BRIEF
From the listing below, output the lines between the one holding "the blond hair" and the one holding "x=127, y=473", inclusive, reproducing them without any change.

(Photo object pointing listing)
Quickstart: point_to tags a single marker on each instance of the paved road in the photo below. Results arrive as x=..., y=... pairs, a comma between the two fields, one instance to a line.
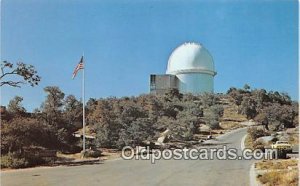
x=141, y=172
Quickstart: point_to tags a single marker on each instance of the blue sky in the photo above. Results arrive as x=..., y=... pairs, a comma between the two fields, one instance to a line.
x=254, y=42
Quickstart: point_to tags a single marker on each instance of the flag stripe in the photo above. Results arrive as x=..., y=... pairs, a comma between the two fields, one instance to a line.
x=78, y=67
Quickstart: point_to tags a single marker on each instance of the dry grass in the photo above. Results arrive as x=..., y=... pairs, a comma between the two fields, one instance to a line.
x=287, y=178
x=226, y=125
x=276, y=164
x=248, y=142
x=294, y=139
x=231, y=114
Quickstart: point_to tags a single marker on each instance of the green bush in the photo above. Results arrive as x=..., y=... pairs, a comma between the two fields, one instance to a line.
x=255, y=133
x=92, y=153
x=10, y=161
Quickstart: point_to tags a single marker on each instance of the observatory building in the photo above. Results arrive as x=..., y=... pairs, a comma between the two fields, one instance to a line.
x=190, y=70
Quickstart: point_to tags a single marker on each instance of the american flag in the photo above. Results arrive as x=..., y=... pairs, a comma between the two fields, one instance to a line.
x=78, y=67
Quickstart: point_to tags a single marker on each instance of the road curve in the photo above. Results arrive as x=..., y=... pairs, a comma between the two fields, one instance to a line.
x=141, y=172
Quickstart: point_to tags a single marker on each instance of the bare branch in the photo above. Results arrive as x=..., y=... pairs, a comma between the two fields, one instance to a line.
x=12, y=83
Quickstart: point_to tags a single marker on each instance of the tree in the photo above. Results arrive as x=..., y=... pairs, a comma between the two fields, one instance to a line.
x=53, y=116
x=72, y=110
x=212, y=116
x=25, y=73
x=246, y=87
x=20, y=133
x=15, y=106
x=248, y=107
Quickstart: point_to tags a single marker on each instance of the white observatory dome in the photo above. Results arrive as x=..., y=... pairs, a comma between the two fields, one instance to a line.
x=190, y=58
x=194, y=67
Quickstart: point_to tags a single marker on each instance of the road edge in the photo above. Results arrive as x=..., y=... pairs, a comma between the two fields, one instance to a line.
x=253, y=175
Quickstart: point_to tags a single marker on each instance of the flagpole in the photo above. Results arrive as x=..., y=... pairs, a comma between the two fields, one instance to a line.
x=83, y=107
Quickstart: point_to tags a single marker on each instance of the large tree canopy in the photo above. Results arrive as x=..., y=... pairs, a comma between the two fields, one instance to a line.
x=24, y=74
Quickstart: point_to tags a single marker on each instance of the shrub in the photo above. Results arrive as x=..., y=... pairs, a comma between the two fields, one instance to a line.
x=255, y=133
x=259, y=145
x=92, y=153
x=11, y=161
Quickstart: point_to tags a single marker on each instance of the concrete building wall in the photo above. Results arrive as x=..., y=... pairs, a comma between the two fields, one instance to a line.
x=159, y=84
x=195, y=83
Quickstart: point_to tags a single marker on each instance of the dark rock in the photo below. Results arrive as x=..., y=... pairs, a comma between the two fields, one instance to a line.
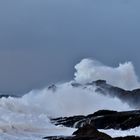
x=89, y=132
x=103, y=119
x=128, y=138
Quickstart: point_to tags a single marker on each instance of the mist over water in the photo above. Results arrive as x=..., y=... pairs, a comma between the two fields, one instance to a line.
x=30, y=114
x=123, y=76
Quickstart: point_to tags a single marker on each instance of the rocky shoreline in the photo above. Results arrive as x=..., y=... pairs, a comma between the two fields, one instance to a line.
x=87, y=126
x=104, y=119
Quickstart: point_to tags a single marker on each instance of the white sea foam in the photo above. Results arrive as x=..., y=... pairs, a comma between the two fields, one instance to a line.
x=28, y=117
x=123, y=76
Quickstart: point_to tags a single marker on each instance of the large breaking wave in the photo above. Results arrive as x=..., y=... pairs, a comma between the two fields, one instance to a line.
x=30, y=114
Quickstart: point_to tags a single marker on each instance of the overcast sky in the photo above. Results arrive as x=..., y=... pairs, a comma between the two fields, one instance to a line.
x=42, y=40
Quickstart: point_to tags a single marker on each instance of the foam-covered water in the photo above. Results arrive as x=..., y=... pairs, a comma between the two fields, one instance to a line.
x=28, y=117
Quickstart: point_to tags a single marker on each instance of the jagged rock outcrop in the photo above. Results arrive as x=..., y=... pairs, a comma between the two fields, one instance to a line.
x=103, y=119
x=89, y=132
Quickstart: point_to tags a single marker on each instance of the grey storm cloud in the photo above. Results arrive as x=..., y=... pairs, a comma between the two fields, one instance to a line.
x=41, y=41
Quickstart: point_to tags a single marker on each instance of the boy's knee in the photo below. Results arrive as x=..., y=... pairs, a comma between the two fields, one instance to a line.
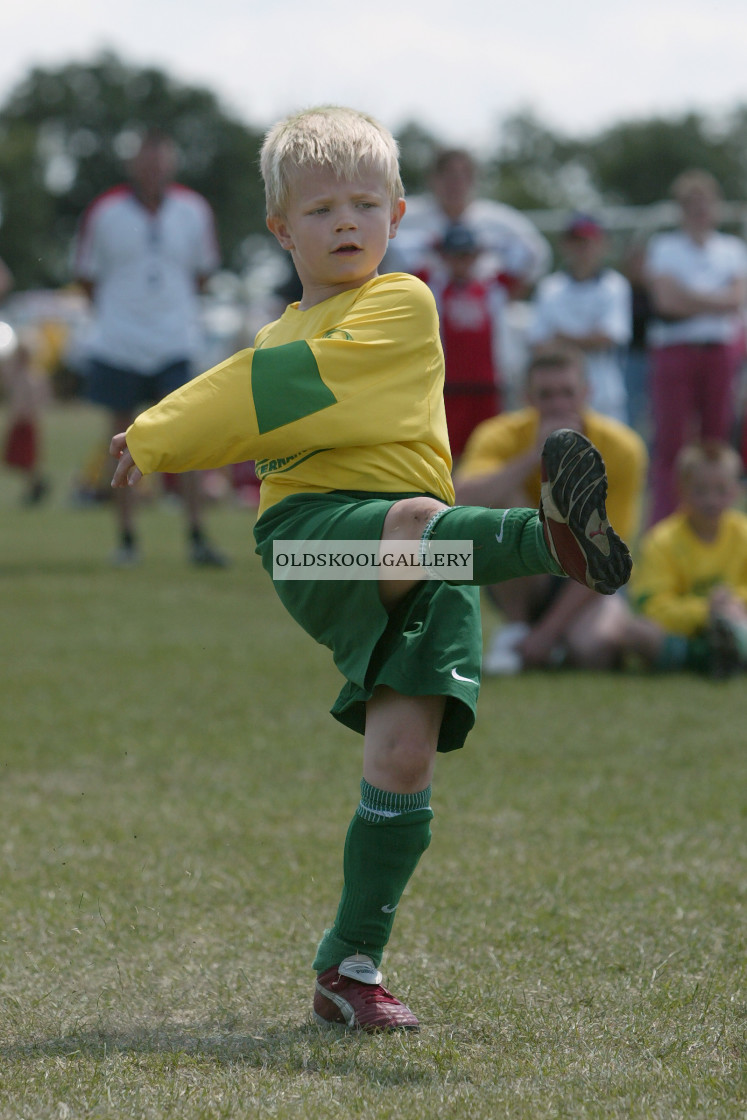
x=407, y=520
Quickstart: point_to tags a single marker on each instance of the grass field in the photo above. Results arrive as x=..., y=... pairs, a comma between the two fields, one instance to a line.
x=173, y=801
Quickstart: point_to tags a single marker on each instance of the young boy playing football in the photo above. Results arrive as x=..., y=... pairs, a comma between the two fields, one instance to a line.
x=341, y=404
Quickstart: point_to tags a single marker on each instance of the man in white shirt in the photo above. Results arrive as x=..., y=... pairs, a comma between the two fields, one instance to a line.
x=698, y=280
x=143, y=252
x=589, y=306
x=511, y=246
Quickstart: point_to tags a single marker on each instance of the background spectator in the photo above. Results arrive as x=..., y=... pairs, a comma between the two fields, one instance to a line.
x=145, y=251
x=549, y=618
x=698, y=285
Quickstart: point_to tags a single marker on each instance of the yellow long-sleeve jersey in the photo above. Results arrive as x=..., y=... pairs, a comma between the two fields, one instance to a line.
x=677, y=570
x=347, y=395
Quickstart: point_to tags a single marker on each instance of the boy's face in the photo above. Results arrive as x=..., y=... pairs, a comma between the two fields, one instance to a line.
x=336, y=231
x=709, y=492
x=559, y=394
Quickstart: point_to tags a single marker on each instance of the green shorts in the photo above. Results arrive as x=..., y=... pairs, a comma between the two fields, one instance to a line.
x=429, y=645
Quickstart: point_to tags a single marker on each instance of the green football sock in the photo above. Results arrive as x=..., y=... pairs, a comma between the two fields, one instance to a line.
x=506, y=543
x=384, y=842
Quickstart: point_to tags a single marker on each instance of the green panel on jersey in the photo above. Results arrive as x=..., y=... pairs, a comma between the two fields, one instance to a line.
x=287, y=385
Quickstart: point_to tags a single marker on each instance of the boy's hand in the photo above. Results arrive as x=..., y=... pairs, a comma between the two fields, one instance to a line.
x=127, y=474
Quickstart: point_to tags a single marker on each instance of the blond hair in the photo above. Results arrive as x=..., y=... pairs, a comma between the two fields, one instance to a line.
x=327, y=136
x=694, y=456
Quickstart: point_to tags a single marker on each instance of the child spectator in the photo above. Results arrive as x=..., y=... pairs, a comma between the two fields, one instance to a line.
x=469, y=311
x=549, y=619
x=698, y=279
x=341, y=404
x=588, y=306
x=691, y=578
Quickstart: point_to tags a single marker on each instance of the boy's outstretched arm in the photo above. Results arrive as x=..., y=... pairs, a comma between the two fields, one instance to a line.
x=127, y=473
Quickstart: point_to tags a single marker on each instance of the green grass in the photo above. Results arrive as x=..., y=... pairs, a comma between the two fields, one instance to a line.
x=174, y=796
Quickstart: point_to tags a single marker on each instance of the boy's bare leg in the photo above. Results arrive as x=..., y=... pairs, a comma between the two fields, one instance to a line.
x=405, y=521
x=388, y=836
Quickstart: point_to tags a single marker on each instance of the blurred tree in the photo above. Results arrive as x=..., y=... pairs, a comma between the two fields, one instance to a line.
x=635, y=161
x=632, y=162
x=65, y=134
x=418, y=149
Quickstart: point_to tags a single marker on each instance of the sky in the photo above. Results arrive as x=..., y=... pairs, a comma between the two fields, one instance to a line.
x=456, y=67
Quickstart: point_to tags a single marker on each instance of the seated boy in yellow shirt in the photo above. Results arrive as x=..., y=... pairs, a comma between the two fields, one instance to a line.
x=691, y=576
x=341, y=404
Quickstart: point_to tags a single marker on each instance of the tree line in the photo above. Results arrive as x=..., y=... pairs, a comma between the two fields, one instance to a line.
x=66, y=131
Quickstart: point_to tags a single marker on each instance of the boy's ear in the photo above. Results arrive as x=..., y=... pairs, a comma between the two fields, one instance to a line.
x=398, y=214
x=278, y=226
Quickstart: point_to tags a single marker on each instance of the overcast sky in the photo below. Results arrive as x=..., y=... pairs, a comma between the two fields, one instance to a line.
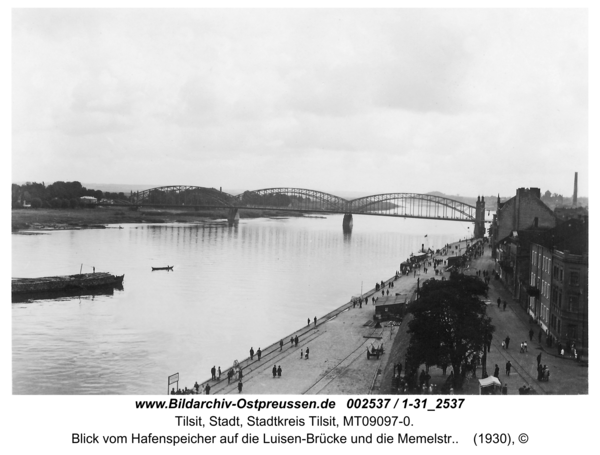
x=460, y=101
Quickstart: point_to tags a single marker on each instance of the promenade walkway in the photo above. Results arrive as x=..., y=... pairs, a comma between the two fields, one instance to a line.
x=338, y=344
x=567, y=377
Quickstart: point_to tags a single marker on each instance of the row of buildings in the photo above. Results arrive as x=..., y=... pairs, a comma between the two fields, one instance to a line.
x=542, y=259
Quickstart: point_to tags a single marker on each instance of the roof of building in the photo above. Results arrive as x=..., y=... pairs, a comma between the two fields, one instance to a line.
x=572, y=235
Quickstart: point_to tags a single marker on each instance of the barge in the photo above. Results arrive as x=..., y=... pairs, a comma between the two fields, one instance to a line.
x=65, y=283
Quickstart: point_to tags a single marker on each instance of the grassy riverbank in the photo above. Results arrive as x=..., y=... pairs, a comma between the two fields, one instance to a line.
x=52, y=219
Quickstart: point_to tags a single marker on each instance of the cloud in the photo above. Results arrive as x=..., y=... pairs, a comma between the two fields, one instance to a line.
x=246, y=96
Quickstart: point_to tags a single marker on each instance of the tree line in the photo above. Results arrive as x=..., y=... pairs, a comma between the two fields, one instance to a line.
x=57, y=195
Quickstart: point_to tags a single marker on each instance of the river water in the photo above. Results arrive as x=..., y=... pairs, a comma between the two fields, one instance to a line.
x=231, y=288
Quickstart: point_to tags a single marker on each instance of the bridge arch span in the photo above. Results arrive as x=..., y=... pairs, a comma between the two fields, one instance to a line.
x=177, y=195
x=413, y=205
x=301, y=199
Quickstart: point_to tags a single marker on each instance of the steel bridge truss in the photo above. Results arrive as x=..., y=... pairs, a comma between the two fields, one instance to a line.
x=408, y=205
x=298, y=199
x=414, y=205
x=183, y=196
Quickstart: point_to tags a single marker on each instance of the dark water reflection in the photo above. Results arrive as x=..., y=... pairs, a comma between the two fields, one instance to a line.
x=231, y=288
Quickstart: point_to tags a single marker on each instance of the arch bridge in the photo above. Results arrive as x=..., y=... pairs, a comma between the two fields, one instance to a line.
x=405, y=205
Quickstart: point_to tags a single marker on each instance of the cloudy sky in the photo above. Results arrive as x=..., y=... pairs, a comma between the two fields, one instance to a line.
x=460, y=101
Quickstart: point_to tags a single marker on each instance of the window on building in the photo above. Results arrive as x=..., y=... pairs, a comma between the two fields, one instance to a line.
x=573, y=303
x=575, y=278
x=559, y=300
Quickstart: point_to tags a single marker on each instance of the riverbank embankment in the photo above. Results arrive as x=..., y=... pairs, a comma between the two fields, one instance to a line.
x=98, y=218
x=338, y=344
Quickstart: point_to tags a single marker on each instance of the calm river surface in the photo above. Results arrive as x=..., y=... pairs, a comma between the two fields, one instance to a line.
x=231, y=288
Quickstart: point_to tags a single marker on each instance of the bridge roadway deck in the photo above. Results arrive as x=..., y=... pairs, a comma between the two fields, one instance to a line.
x=337, y=363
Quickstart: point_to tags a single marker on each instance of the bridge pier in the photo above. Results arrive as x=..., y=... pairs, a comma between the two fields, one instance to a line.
x=479, y=230
x=233, y=216
x=347, y=223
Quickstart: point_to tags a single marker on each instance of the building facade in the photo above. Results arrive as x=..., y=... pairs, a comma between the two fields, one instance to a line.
x=524, y=211
x=558, y=287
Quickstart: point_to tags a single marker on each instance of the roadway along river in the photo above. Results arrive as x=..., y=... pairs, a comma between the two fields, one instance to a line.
x=231, y=288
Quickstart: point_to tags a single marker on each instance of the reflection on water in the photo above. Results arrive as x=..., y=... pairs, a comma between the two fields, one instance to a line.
x=67, y=294
x=231, y=288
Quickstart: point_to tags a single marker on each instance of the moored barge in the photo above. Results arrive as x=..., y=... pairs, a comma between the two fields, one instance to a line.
x=65, y=283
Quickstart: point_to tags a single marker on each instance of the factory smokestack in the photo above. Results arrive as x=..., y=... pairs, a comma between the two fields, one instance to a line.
x=575, y=191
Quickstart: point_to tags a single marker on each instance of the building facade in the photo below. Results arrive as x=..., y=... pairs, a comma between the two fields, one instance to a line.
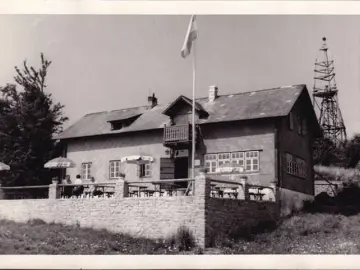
x=267, y=133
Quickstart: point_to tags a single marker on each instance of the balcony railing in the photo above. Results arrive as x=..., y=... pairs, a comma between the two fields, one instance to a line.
x=177, y=134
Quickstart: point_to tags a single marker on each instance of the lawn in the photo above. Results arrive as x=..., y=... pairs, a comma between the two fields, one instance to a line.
x=300, y=234
x=37, y=237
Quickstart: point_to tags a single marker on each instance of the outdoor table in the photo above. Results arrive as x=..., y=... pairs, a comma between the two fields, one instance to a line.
x=139, y=188
x=257, y=195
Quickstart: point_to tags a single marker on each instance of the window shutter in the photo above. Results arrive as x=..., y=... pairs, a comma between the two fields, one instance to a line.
x=138, y=171
x=167, y=168
x=291, y=121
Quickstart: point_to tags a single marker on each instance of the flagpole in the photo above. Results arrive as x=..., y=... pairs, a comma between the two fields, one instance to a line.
x=193, y=111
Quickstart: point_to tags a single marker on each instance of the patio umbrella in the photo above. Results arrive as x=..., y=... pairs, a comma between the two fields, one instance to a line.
x=229, y=168
x=4, y=167
x=138, y=159
x=60, y=163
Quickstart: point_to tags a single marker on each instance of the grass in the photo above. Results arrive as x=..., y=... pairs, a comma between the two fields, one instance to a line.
x=338, y=174
x=37, y=237
x=300, y=234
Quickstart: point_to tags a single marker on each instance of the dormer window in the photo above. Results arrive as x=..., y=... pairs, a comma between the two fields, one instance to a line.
x=122, y=119
x=116, y=125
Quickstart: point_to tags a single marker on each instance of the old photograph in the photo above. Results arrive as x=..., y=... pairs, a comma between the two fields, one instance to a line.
x=179, y=134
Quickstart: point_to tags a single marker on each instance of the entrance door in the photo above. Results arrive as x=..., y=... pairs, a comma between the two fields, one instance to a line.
x=182, y=169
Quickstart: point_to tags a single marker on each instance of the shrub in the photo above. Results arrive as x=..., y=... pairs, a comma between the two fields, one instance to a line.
x=36, y=221
x=182, y=240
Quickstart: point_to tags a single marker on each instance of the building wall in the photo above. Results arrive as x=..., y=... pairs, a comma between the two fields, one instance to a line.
x=232, y=137
x=244, y=136
x=299, y=145
x=101, y=150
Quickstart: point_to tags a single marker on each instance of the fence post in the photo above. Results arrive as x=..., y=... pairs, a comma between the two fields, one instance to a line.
x=54, y=190
x=245, y=187
x=202, y=185
x=273, y=187
x=121, y=188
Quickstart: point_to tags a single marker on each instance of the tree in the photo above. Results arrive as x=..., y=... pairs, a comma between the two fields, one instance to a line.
x=28, y=121
x=326, y=152
x=353, y=151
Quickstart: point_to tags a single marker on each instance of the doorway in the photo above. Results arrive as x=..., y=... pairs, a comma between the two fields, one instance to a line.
x=182, y=169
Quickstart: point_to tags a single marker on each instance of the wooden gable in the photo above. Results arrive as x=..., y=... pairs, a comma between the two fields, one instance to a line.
x=183, y=105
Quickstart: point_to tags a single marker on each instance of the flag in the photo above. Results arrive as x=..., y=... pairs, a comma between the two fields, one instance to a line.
x=191, y=35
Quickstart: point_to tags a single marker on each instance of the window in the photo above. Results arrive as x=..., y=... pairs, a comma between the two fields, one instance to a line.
x=223, y=158
x=252, y=161
x=86, y=171
x=238, y=158
x=144, y=170
x=295, y=166
x=211, y=162
x=300, y=125
x=115, y=169
x=249, y=160
x=291, y=121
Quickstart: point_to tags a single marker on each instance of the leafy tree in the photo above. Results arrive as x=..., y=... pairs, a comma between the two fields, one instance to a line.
x=327, y=153
x=28, y=120
x=353, y=151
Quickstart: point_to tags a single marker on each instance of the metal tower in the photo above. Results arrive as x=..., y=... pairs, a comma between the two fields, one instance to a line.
x=325, y=97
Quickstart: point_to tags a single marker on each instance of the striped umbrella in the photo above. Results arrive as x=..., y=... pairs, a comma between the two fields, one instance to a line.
x=137, y=159
x=4, y=167
x=60, y=163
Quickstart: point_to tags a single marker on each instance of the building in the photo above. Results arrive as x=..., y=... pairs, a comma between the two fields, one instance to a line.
x=268, y=133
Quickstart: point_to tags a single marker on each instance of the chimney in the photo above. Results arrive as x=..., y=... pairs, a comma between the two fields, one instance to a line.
x=152, y=101
x=213, y=93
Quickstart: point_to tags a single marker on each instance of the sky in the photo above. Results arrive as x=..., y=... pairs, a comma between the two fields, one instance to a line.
x=109, y=62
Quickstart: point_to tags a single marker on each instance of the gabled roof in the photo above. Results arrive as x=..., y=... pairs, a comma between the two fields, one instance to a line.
x=267, y=103
x=124, y=114
x=173, y=107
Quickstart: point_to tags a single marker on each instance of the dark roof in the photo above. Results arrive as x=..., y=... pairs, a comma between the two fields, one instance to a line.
x=231, y=107
x=126, y=113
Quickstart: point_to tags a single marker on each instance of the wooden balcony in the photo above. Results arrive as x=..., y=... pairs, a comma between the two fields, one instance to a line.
x=177, y=136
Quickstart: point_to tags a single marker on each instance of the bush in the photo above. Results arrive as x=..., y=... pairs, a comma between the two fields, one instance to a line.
x=36, y=221
x=182, y=240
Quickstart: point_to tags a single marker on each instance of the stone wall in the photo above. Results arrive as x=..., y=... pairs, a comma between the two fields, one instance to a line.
x=231, y=217
x=151, y=217
x=148, y=217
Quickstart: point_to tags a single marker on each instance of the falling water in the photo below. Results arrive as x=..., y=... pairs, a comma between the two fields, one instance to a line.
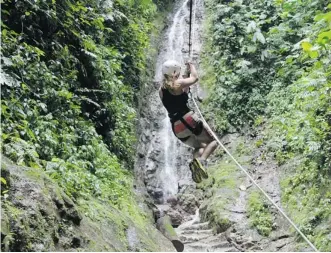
x=173, y=49
x=166, y=160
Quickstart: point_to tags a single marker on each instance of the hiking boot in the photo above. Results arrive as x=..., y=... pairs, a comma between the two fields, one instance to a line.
x=201, y=167
x=195, y=175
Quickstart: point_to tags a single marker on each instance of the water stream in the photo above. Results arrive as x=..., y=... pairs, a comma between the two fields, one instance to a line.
x=175, y=47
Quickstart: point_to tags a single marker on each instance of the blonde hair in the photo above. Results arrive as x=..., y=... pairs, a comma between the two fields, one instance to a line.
x=169, y=82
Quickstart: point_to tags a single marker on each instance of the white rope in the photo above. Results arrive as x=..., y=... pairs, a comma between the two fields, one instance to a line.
x=238, y=164
x=250, y=177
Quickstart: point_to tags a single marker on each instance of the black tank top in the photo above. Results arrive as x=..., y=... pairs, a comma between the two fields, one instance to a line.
x=175, y=103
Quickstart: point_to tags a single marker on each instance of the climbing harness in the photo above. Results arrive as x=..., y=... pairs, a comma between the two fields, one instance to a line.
x=237, y=163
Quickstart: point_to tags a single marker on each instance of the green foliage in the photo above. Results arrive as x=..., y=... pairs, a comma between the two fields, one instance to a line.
x=72, y=74
x=268, y=66
x=259, y=214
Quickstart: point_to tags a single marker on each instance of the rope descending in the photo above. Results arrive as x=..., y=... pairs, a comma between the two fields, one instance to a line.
x=237, y=163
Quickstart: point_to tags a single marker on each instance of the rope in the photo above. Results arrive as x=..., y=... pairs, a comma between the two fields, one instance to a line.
x=238, y=164
x=190, y=29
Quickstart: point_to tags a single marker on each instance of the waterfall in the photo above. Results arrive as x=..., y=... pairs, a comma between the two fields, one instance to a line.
x=166, y=160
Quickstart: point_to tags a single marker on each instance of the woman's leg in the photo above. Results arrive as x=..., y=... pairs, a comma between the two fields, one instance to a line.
x=211, y=145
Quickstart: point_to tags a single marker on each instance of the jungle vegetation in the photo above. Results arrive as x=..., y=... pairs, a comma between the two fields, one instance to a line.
x=268, y=66
x=72, y=75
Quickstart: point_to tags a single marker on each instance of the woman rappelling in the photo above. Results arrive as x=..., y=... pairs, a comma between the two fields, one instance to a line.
x=186, y=125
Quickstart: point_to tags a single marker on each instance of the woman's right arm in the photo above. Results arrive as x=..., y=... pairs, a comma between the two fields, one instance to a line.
x=186, y=82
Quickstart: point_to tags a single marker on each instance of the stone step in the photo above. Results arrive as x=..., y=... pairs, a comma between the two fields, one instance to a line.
x=203, y=248
x=193, y=237
x=198, y=226
x=197, y=232
x=219, y=244
x=216, y=239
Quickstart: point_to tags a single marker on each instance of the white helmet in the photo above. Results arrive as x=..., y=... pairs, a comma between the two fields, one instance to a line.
x=171, y=68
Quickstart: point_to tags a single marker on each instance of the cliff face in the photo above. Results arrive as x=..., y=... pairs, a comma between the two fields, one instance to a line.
x=37, y=215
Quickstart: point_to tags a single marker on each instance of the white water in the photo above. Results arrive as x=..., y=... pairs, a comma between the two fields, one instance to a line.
x=173, y=160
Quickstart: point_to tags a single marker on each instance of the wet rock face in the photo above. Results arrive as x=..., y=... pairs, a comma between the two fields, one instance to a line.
x=41, y=217
x=38, y=216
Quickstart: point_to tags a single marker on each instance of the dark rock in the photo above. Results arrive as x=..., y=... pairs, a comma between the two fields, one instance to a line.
x=172, y=200
x=76, y=242
x=188, y=203
x=74, y=216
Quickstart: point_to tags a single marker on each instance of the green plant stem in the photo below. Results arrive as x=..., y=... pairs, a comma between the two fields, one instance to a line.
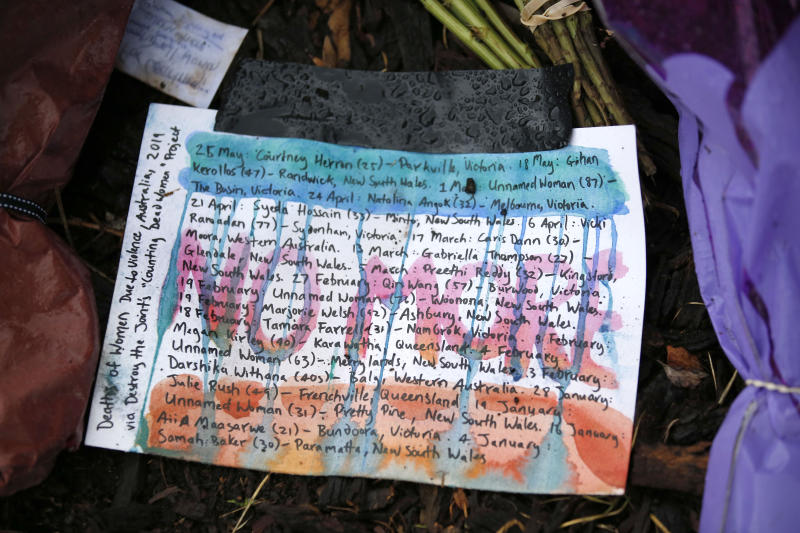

RESULT OF THE TASK
Quickstart: point_to tags a single marker on each instance of the blond hair in the photo above. Results arrive as x=..., y=... pairs, a comma between the two fields, one instance to a line.
x=327, y=136
x=694, y=456
Quickstart: point_to tags a single marker on each instance of the child spectator in the photo above. Results arrive as x=..., y=... pairs, a comma between the two fields, one instance to a line.
x=469, y=311
x=549, y=619
x=698, y=279
x=341, y=404
x=588, y=306
x=691, y=578
Quickstart: point_to tags a single marker on each instance of the boy's outstretched arm in the photo above. Results arrive as x=..., y=... pairs, a comma between the two fields, one instance to a line.
x=127, y=473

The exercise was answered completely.